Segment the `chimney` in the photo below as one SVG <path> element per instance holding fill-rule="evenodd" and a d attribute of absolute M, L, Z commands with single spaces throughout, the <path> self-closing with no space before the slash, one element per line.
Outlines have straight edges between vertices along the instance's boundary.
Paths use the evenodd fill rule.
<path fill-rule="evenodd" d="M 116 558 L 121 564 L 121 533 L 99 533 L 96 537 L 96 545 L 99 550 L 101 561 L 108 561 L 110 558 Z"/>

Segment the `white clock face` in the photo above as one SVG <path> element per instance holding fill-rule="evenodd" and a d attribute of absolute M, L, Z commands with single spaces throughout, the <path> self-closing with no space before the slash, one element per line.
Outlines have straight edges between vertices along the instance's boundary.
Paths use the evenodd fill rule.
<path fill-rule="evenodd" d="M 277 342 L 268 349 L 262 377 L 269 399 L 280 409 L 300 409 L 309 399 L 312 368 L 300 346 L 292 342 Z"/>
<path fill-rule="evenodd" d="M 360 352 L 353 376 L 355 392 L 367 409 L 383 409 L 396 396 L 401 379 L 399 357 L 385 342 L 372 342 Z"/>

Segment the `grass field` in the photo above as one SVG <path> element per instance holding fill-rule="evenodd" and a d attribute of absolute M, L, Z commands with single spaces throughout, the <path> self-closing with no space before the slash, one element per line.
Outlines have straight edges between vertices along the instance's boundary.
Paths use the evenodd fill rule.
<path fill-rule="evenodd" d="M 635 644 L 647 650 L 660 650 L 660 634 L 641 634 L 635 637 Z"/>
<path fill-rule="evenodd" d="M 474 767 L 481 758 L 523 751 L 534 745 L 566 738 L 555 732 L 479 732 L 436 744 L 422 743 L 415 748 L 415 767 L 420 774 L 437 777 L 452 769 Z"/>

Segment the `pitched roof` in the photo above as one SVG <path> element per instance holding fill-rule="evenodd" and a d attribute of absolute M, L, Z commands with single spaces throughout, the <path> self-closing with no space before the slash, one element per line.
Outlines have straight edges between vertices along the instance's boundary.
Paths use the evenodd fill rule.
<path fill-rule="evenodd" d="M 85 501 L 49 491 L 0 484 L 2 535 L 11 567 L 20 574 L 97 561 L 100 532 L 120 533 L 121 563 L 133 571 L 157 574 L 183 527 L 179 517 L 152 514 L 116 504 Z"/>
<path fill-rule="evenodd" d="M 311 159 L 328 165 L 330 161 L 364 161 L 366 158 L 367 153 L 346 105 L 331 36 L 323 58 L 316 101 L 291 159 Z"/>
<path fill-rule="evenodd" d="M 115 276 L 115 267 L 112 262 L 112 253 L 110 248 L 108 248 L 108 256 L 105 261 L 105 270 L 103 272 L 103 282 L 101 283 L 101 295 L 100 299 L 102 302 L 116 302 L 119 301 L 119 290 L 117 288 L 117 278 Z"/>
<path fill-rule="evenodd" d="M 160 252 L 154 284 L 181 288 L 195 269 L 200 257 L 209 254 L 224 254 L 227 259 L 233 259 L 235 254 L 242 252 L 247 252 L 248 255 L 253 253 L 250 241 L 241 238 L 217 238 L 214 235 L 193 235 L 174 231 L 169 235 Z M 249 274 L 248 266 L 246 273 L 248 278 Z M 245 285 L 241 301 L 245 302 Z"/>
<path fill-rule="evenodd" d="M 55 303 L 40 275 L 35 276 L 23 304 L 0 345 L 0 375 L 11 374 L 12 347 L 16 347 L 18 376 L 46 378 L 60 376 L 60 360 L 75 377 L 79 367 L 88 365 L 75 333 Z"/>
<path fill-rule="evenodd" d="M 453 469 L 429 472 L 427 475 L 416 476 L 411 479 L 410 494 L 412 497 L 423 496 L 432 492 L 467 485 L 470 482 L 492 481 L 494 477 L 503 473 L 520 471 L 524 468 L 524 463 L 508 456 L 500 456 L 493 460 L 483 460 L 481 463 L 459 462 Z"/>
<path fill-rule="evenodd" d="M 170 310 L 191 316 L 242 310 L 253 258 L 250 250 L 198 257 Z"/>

EXERCISE BRIEF
Search the listing above for "holding" and copy every line that holds it.

TASK OUTPUT
Segment the `chimney` in the photo below as one SVG <path> element per instance holding fill-rule="evenodd" and a d attribute of absolute M, L, Z commands with single spaces throughout, the <path> self-closing with no space before the slash, one element per line.
Segment the `white clock face` in the photo above as one SVG <path> element per instance holding fill-rule="evenodd" and a d attribute of absolute M, L, Z commands with single spaces throughout, the <path> self-closing with no space before the slash, one element per line.
Segment the `grass field` in the photo above as one SVG <path> element per instance holding fill-rule="evenodd" and a d attribute of absolute M, L, Z commands with single spaces throughout, the <path> self-closing with no space before the slash, one element per line.
Segment the `pitched roof` in the photo above as one SVG <path> element per instance holding fill-rule="evenodd" and a d attribute of absolute M, L, Z commands with single spaces throughout, the <path> self-closing with no space before the slash, one element per line.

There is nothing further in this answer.